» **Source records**
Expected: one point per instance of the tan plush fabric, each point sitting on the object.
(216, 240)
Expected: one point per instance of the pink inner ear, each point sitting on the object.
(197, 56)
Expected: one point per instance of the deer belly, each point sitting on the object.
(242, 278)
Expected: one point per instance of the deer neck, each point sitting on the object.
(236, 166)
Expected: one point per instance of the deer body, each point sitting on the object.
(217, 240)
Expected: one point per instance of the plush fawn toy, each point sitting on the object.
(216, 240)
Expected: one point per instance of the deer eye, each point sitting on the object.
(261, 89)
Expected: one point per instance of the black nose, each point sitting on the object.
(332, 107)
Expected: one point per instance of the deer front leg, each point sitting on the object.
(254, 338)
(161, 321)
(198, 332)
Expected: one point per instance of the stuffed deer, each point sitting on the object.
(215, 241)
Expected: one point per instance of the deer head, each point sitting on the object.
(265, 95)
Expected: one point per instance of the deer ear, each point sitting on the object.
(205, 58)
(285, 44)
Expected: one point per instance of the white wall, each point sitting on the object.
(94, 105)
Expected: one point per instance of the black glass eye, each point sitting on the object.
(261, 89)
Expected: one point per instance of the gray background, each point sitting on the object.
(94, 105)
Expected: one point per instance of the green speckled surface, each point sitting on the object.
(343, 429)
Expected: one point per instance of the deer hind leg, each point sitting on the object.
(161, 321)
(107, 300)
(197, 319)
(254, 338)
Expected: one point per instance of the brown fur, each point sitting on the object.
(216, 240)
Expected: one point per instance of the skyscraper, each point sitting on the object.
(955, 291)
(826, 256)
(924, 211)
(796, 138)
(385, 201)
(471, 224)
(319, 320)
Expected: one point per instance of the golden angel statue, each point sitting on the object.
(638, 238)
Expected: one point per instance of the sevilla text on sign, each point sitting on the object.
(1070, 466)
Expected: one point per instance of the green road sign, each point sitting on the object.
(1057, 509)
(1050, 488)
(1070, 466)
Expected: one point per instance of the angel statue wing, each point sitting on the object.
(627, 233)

» **What you have to do**
Return every item above word for word, keeping each line as it appears.

» **The response**
Expected: one point per instance of the tan plush fabric, each point sitting on the object.
(216, 240)
Expected: one point per instance of the pink inner ear, each point sitting on the object.
(197, 56)
Expected: one point per instance of the deer belly, each point sitting on the object.
(242, 278)
Expected: one point per instance of the deer neck, each point sitting on the object.
(236, 166)
Expected: one point per instance of the deer body, each point sitting on the object.
(217, 240)
Expected: one point per instance of the plush fawn toy, each point sitting on the object.
(216, 240)
Expected: one point per instance of the deer eye, each point sitting on the object.
(261, 89)
Expected: one point per instance of the black nose, each point sitting on the object.
(332, 107)
Expected: one point per instance of the deer front leg, each point sitting on the object.
(254, 338)
(161, 321)
(198, 332)
Expected: one point per instance of the stuffed deer, each point sitting on the object.
(215, 241)
Expected: one point per instance of the deer head, each point sitting on the object.
(265, 95)
Expected: one point per instance of the deer ear, each point sitting on the object.
(205, 58)
(285, 44)
Expected: one point per instance of the white wall, each point sitting on the object.
(94, 105)
Expected: one point per instance of the black glass eye, each point sitting on the object.
(261, 89)
Expected: one point per instance of the gray background, each point sitting on the object.
(94, 105)
Expected: one point per instance of the green speckled surface, each point sitting on the object.
(343, 429)
Expected: one point per instance of the deer hind leg, each point sitting on the object.
(161, 321)
(107, 300)
(197, 319)
(254, 338)
Expected: one point per instance of the brown fur, each point sitting on the object.
(216, 240)
Expected: one point per instance of the skyscraper, each point sitting on the object.
(955, 291)
(826, 256)
(924, 211)
(796, 138)
(385, 201)
(471, 224)
(319, 320)
Expected: one point per instance of the golden angel statue, each point sitting on the object.
(638, 238)
Expected: one point per instance of the sevilla text on sign, each point sitting on the object.
(1070, 466)
Expected: one point per instance of the green road sign, each point sitting on the object.
(1057, 509)
(1050, 488)
(1070, 466)
Expected: one point per instance of the angel statue wing, each point sitting on the object.
(627, 233)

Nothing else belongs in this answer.